### What you need to do
Rewrite all the rows below, swapping "every instance" for "each occurrence" everywhere it appears and changing nothing else. Leave the picture lines out.
________________________________________
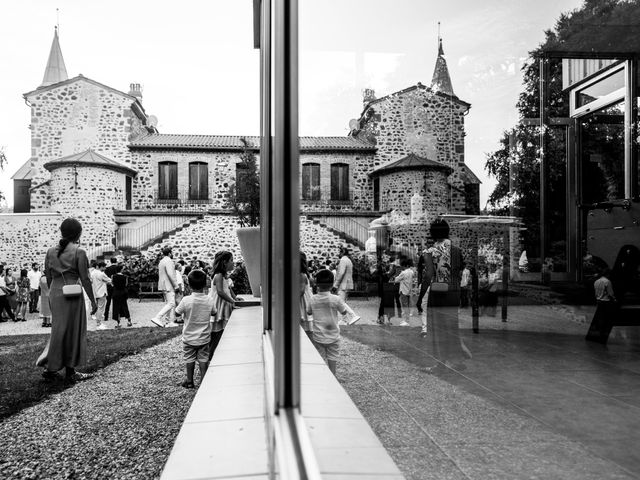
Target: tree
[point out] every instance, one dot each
(244, 195)
(601, 25)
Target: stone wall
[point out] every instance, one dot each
(218, 232)
(26, 237)
(421, 122)
(397, 188)
(89, 194)
(74, 117)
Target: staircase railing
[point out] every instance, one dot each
(138, 237)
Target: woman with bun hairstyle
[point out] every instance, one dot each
(67, 264)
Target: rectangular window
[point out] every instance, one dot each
(311, 181)
(339, 182)
(168, 181)
(198, 181)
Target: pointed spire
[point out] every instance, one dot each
(56, 70)
(441, 81)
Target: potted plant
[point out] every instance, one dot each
(244, 200)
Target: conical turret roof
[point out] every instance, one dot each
(56, 70)
(441, 81)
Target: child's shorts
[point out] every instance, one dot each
(330, 350)
(193, 353)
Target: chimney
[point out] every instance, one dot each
(135, 90)
(368, 95)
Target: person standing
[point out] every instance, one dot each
(67, 265)
(443, 265)
(110, 271)
(100, 281)
(167, 285)
(343, 283)
(34, 287)
(4, 300)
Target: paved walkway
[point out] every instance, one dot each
(533, 401)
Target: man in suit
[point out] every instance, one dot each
(110, 271)
(343, 283)
(167, 285)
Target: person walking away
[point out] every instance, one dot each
(197, 309)
(443, 265)
(223, 296)
(167, 285)
(34, 287)
(326, 308)
(601, 324)
(67, 265)
(120, 306)
(110, 271)
(100, 281)
(465, 291)
(343, 283)
(305, 296)
(45, 309)
(405, 280)
(4, 300)
(23, 286)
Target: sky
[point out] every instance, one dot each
(200, 73)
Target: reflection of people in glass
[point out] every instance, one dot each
(443, 264)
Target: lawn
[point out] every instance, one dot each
(21, 383)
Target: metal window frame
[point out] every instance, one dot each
(289, 440)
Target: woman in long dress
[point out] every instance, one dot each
(67, 264)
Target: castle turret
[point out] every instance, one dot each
(441, 81)
(56, 71)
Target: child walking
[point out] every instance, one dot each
(196, 310)
(119, 298)
(223, 297)
(45, 309)
(405, 279)
(23, 286)
(325, 308)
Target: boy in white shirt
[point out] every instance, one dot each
(197, 310)
(325, 308)
(405, 279)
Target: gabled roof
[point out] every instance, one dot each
(56, 71)
(410, 162)
(441, 81)
(75, 79)
(234, 143)
(416, 87)
(92, 159)
(468, 177)
(24, 172)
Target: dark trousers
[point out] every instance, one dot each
(109, 297)
(33, 300)
(602, 322)
(214, 341)
(4, 305)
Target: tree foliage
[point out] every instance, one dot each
(244, 194)
(600, 25)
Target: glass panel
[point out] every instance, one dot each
(602, 156)
(604, 87)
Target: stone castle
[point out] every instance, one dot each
(98, 156)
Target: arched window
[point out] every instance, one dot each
(340, 182)
(198, 181)
(311, 181)
(167, 181)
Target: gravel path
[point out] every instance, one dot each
(119, 425)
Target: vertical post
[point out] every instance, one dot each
(475, 313)
(544, 119)
(505, 273)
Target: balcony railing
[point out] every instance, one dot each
(180, 197)
(325, 196)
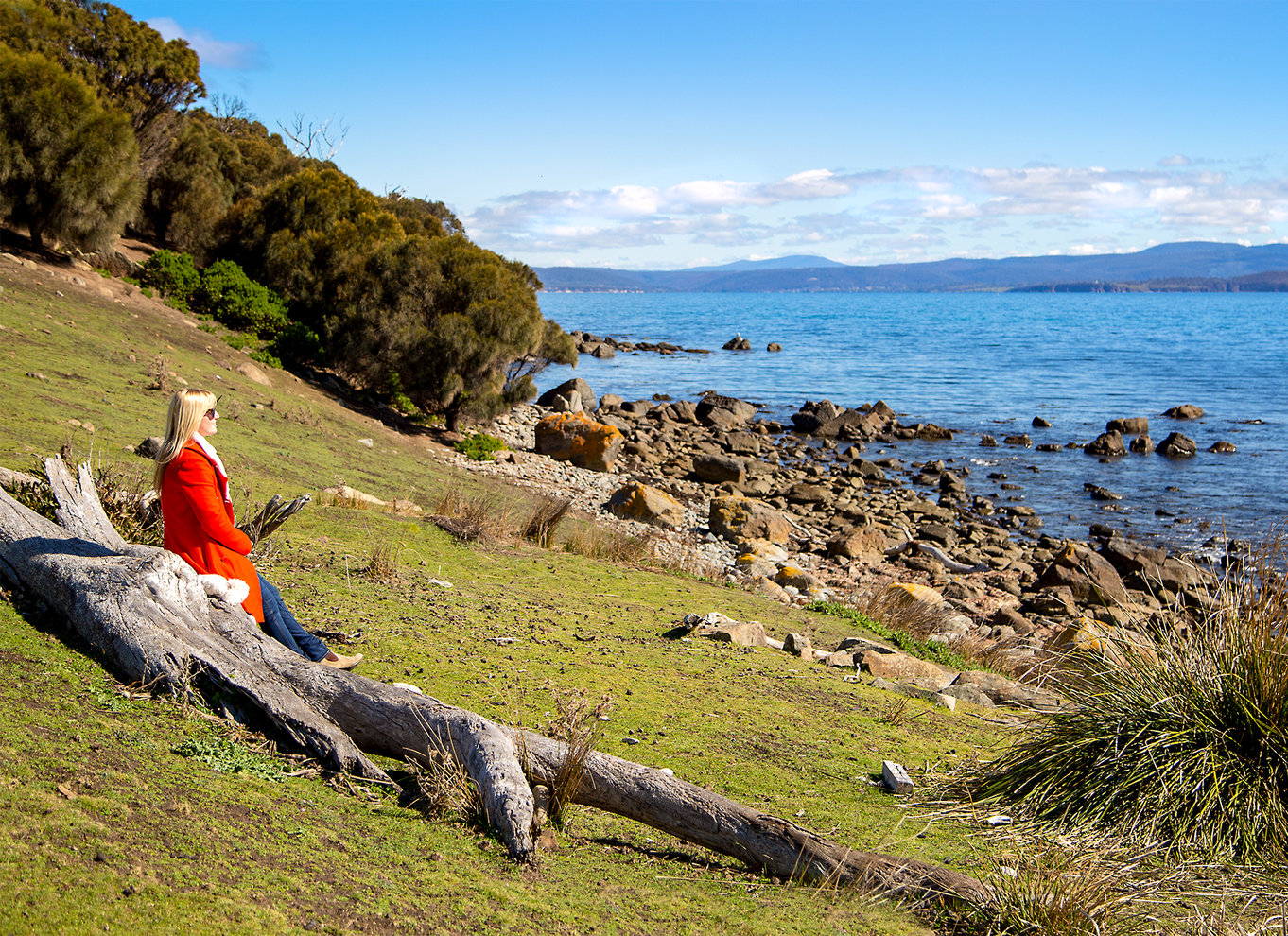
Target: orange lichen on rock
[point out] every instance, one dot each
(579, 440)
________________________________________
### Solved exercise
Target: tree
[point out] each occurrence, one dot each
(244, 195)
(601, 25)
Target: stone wall
[point out] each occurrence, one dot each
(218, 232)
(26, 237)
(421, 122)
(397, 188)
(89, 194)
(74, 117)
Target: staircase railing
[point out] each occurrence, one dot each
(138, 237)
Target: woman with bun hairstyle
[point out] each occurrence, one dot each
(67, 264)
Target: rectangular window
[point out] each occurrence, one dot each
(311, 181)
(339, 182)
(168, 181)
(198, 181)
Target: pointed spire
[point out] each occurrence, one dot each
(56, 70)
(441, 81)
Target: potted plant
[point out] each occurrence, one dot each
(244, 200)
Target: conical turret roof
[point out] each occurrence, one dot each
(56, 70)
(441, 81)
Target: child's shorts
[point out] each occurrence, one dot each
(330, 350)
(193, 353)
Target: chimney
[point out] each occurrence, one dot each
(135, 90)
(368, 95)
Target: person standing
[point out] each occurrence, one dot each
(67, 265)
(443, 265)
(110, 271)
(100, 281)
(167, 285)
(343, 283)
(34, 287)
(4, 300)
Target: paved walkway
[point out] each occurrence, one dot each
(533, 401)
Target: man in suit
[point out] each occurrence, one dot each
(110, 271)
(343, 283)
(167, 285)
Target: person walking away
[point out] each occurrence, one dot each
(197, 309)
(443, 265)
(223, 296)
(167, 285)
(34, 287)
(326, 308)
(601, 324)
(67, 265)
(120, 306)
(110, 271)
(100, 281)
(465, 291)
(343, 283)
(305, 296)
(45, 309)
(405, 280)
(4, 300)
(23, 286)
Target: sky
[point out] each occurrence, one dot each
(200, 73)
Target: reflection of people in glass
[point out] each occurrence, one dot each
(443, 264)
Target: lawn
[point out] each occurrence, one dot each
(21, 383)
Target: metal window frame
[point out] each occurrence, one dot each
(289, 440)
Target: woman in long dress
[point out] each occurrence, one dot each
(67, 264)
Target: castle turret
[point out] each occurrence, one dot each
(441, 81)
(56, 71)
Target: child walking
[point out] each occurrence, one dot each
(196, 310)
(119, 298)
(223, 297)
(45, 309)
(405, 279)
(23, 286)
(325, 308)
Target: boy in white shirt
[point out] each occurrence, one dot each
(197, 310)
(325, 308)
(405, 279)
Target: gabled roof
[point out] each occurrence, one dot each
(56, 71)
(410, 162)
(441, 81)
(75, 79)
(234, 143)
(416, 87)
(92, 159)
(468, 177)
(24, 172)
Target: dark trousers
[point out] each occurrence, one dot each
(109, 297)
(33, 300)
(602, 322)
(214, 341)
(4, 305)
Target: tree foliage
[point out] each occurrence, one dot each
(244, 194)
(600, 25)
Target: glass panel
[point out] each occurrence, one dot each
(602, 156)
(604, 87)
Target: stone castle
[point out] each occurrence, one dot each
(98, 156)
Target: arched window
[point out] each occurrence, one dot each
(340, 182)
(198, 181)
(311, 181)
(167, 181)
Target: gravel path
[point out] each occurrence, one dot each
(119, 425)
Target: vertical post
[point out] each occurrence, one dot each
(475, 313)
(544, 119)
(505, 273)
Target: balcony railing
[point out] each occurrence, one dot each
(180, 197)
(325, 196)
Target: orange lichen on rock
[point out] each occurrence, one dot each
(579, 440)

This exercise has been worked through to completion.